Overrated Independent Films V: "All the Real Girls" (2000)

Stephen Murray
The awkward opening quarter hour of David Gordon Green's second feature, following the amazingly overpraised "George Washington" (2000), "All the Real Girls" (2003) is, like it, filmed in North Carolina, but even more off the beaten track, in Marshall, a town in western North Carolina that had a population of 842 in the 2000 census.

The sole industry in town is a cotton mill. The movie's protagonist Paul (Paul Schneider, a Winston-Salem film school buddy of Green's does not work in it, or anywhere else, except for occasionally helping out his divorced mother (Patricia Clarkson), who works as a clown for children's birthday parties and a facility for retarded children.

The female lead, Noel (Zooey Deschanel), who has been away at a boarding school and has returned and taken a job in the mill, is, apparently, the only young female in town that Paul has not banged. (In a town of 842, 26 conquests counts as a lot, though this seems very quaint to an urban gay man...)

Supplied information:
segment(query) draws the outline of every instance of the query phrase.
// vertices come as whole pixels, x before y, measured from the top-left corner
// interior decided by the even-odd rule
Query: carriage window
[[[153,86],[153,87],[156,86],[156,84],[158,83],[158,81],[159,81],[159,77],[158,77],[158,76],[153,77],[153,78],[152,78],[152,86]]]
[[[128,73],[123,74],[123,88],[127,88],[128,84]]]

Actions to take:
1) Sum up the film review in two sentences.
2) Answer these questions from the film review:
(a) What is the only industry in the town?
(b) Who plays Paul's mother?
(c) Where had Noel been before she came back to town?
3) Rewrite the part of the film review that opens with the words containing "The sole industry" and closes with "for retarded children.", putting "sawmill" in place of "cotton mill".

Expected outputs:
1) The review says "All the Real Girls," David Gordon Green's second feature, was filmed in Marshall, a western North Carolina town that had 842 people in the 2000 census and whose only industry is a cotton mill. Its lead Paul has no job beyond sometimes helping his divorced mother, a clown, while the female lead Noel has come home from boarding school, works at the mill, and seems to be the only young woman in town Paul has not slept with.

2)
(a) A cotton mill.
(b) Patricia Clarkson.
(c) At a boarding school.

3)
The sole industry in town is a sawmill. The movie's protagonist Paul (Paul Schneider, a Winston-Salem film school buddy of Green's does not work in it, or anywhere else, except for occasionally helping out his divorced mother (Patricia Clarkson), who works as a clown for children's birthday parties and a facility for retarded children.